-------- Raw data --------

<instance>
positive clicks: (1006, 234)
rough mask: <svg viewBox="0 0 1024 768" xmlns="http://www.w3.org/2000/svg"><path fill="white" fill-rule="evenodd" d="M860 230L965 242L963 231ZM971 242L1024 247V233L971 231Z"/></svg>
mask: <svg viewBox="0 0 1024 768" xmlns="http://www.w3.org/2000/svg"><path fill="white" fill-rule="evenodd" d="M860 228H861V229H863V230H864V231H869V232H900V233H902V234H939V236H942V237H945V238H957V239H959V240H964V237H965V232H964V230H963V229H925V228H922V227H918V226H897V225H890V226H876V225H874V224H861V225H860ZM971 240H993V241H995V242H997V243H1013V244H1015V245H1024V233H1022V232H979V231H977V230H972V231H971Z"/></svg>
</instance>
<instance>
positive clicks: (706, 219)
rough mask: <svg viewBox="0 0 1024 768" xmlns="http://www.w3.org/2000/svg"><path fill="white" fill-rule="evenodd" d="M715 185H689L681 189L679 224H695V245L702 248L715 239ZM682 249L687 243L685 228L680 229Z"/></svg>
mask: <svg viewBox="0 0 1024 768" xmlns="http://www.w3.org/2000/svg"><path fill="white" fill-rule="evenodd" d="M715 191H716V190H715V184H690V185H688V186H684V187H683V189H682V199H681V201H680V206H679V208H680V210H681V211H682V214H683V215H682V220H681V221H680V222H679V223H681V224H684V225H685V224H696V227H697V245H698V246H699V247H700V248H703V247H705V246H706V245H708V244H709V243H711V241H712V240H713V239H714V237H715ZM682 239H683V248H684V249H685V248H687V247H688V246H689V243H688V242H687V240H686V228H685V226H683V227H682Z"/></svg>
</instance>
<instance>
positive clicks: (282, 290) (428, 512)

--------

Problem statement:
Print all the data above word for word.

Problem solution:
<instance>
positive clicks: (1006, 234)
rough mask: <svg viewBox="0 0 1024 768" xmlns="http://www.w3.org/2000/svg"><path fill="white" fill-rule="evenodd" d="M860 230L965 242L963 231ZM971 242L1024 247V233L971 231Z"/></svg>
mask: <svg viewBox="0 0 1024 768" xmlns="http://www.w3.org/2000/svg"><path fill="white" fill-rule="evenodd" d="M860 228H861V229H863V230H864V231H869V232H900V233H902V234H939V236H942V237H945V238H957V239H959V240H964V237H965V232H964V230H963V229H925V228H922V227H918V226H897V225H890V226H876V225H874V224H861V225H860ZM971 240H993V241H995V242H997V243H1013V244H1015V245H1024V233H1022V232H979V231H977V230H972V231H971Z"/></svg>
</instance>
<instance>
positive clicks: (706, 219)
rough mask: <svg viewBox="0 0 1024 768" xmlns="http://www.w3.org/2000/svg"><path fill="white" fill-rule="evenodd" d="M715 185H689L681 189L679 224H695V245L702 248L715 239ZM682 249L687 243L685 228L680 229Z"/></svg>
mask: <svg viewBox="0 0 1024 768" xmlns="http://www.w3.org/2000/svg"><path fill="white" fill-rule="evenodd" d="M715 191H716V190H715V184H690V185H688V186H684V187H683V189H682V199H681V201H680V206H679V208H680V210H681V211H682V214H683V215H682V220H681V221H680V222H679V223H681V224H684V225H685V224H696V227H697V245H698V246H699V247H700V248H703V247H705V246H706V245H708V244H709V243H711V241H712V240H713V239H714V237H715ZM682 239H683V248H684V249H685V248H687V247H688V246H689V243H688V242H687V240H686V228H685V226H683V227H682Z"/></svg>
</instance>
<instance>
positive clicks: (282, 290) (428, 512)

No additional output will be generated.